**Aim of the task:** Arrange the material starting at the line that contains "1. Examine the image above and locate the car front" and ending at the line that contains "0,175,28,196" as a Markdown table with the columns Row and Line, numbering each row and leaving out blank lines.
=-=-=-=-=
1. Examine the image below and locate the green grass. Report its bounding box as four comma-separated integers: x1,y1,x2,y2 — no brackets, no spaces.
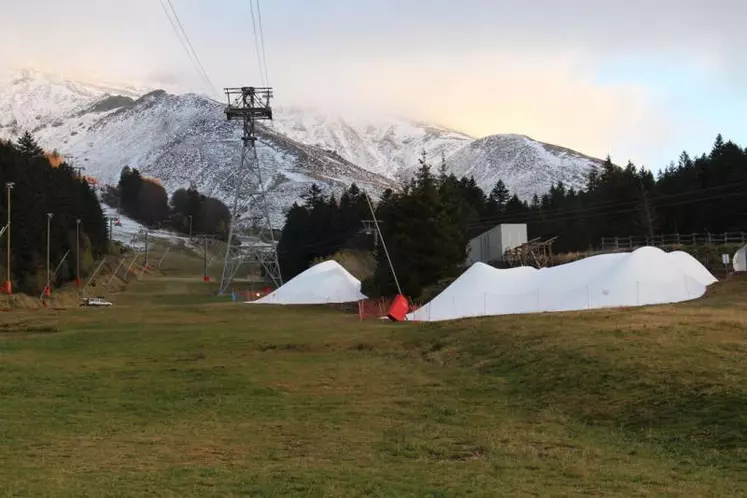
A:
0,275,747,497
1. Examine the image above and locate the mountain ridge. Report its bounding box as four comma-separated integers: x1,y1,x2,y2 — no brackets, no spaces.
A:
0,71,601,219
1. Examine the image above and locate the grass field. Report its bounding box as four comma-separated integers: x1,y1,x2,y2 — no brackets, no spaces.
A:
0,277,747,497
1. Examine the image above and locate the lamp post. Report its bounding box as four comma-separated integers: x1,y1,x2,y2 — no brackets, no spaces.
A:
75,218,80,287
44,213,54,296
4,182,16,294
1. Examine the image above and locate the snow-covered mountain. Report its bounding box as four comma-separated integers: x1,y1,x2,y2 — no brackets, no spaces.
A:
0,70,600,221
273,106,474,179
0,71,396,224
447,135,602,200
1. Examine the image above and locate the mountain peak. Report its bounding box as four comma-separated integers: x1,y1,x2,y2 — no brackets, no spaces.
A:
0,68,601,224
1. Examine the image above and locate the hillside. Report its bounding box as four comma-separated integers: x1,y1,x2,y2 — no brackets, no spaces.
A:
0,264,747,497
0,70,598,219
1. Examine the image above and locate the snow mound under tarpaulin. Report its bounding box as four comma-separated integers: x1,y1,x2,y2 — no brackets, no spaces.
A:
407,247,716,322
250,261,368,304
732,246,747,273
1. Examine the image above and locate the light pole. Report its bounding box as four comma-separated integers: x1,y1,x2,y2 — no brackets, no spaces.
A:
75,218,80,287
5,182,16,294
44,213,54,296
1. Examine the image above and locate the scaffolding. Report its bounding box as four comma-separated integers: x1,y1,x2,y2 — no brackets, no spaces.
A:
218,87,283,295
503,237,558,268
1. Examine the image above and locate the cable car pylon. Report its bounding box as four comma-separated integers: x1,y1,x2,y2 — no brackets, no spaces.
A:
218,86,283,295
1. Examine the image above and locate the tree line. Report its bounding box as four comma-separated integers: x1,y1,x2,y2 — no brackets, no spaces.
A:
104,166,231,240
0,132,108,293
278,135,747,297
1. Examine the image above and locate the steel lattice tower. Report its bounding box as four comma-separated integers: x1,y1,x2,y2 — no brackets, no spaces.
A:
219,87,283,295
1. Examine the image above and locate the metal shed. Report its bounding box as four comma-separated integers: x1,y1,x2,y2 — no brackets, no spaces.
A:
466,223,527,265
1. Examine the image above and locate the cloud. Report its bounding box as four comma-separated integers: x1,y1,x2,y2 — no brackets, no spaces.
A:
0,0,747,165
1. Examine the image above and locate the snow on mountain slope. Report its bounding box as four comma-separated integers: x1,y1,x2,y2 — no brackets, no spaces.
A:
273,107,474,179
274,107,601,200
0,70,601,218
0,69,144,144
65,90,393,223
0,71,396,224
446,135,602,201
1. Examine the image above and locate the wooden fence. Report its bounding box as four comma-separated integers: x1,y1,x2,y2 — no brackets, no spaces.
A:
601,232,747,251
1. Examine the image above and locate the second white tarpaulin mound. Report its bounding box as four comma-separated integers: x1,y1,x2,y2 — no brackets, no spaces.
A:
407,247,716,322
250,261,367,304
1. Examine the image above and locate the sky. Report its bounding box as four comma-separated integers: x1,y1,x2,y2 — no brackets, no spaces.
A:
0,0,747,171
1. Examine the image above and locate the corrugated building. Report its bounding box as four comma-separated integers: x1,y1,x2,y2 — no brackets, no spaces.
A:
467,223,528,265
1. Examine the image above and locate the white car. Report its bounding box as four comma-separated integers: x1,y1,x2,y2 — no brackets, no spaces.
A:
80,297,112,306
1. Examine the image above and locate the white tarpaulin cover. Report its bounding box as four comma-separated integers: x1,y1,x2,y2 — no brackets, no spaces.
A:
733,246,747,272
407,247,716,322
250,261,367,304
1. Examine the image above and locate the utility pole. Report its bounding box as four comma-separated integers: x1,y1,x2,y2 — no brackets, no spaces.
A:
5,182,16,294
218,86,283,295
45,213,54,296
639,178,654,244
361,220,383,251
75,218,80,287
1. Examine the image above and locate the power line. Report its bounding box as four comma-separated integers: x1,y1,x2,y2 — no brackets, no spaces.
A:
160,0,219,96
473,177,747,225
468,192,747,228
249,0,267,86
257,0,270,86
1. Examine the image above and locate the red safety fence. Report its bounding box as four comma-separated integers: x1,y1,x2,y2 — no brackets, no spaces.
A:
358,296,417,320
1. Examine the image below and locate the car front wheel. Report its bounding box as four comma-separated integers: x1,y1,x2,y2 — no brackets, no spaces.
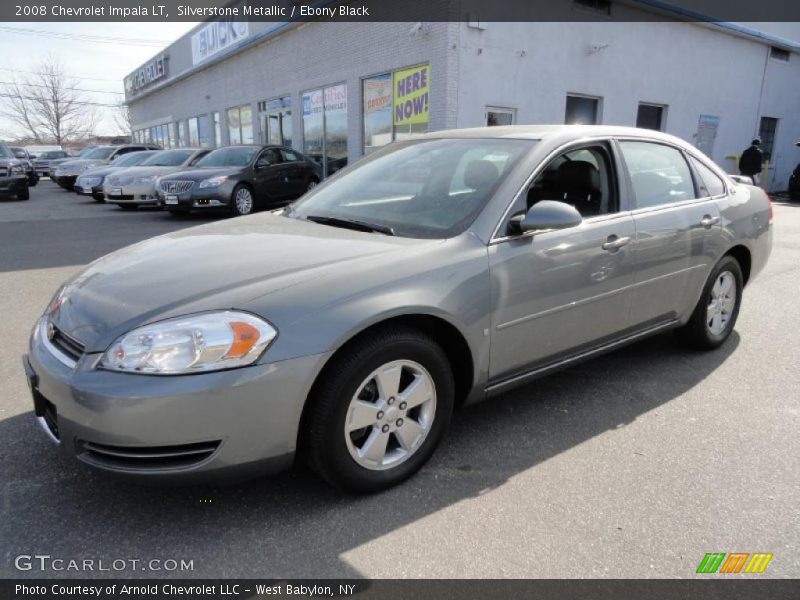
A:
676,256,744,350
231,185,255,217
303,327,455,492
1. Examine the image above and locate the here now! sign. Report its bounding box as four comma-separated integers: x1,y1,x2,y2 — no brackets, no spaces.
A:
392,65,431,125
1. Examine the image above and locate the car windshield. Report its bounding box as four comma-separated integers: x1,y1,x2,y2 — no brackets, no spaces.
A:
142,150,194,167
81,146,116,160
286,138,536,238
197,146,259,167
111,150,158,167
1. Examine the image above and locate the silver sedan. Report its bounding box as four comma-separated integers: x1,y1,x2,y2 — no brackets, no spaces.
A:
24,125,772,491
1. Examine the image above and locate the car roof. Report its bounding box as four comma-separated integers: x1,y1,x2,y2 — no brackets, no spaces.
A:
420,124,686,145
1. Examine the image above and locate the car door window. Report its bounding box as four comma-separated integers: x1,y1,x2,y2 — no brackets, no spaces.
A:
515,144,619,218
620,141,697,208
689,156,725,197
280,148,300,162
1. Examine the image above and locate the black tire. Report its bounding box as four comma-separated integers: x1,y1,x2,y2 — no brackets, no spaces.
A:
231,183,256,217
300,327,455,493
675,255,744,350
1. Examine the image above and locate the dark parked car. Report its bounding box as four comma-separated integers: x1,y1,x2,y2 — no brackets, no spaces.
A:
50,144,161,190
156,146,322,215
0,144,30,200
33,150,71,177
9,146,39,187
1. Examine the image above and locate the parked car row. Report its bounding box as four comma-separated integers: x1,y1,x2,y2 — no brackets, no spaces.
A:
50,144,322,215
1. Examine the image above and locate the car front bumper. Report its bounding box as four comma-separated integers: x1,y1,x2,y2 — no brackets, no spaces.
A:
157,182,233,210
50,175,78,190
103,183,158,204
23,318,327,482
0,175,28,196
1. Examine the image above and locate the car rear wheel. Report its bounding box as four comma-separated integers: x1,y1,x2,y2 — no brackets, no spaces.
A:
=-=-=-=-=
**Exercise answer:**
| Row | Line |
|---|---|
| 1 | 1. Examine the image above and locate the car front bumper. Report its bounding box as four comma-separated integers: x1,y1,x2,y2 — no brackets, no spaces. |
| 2 | A: |
| 3 | 157,182,233,210 |
| 4 | 50,175,78,190 |
| 5 | 103,183,158,204 |
| 6 | 23,318,327,482 |
| 7 | 0,175,28,196 |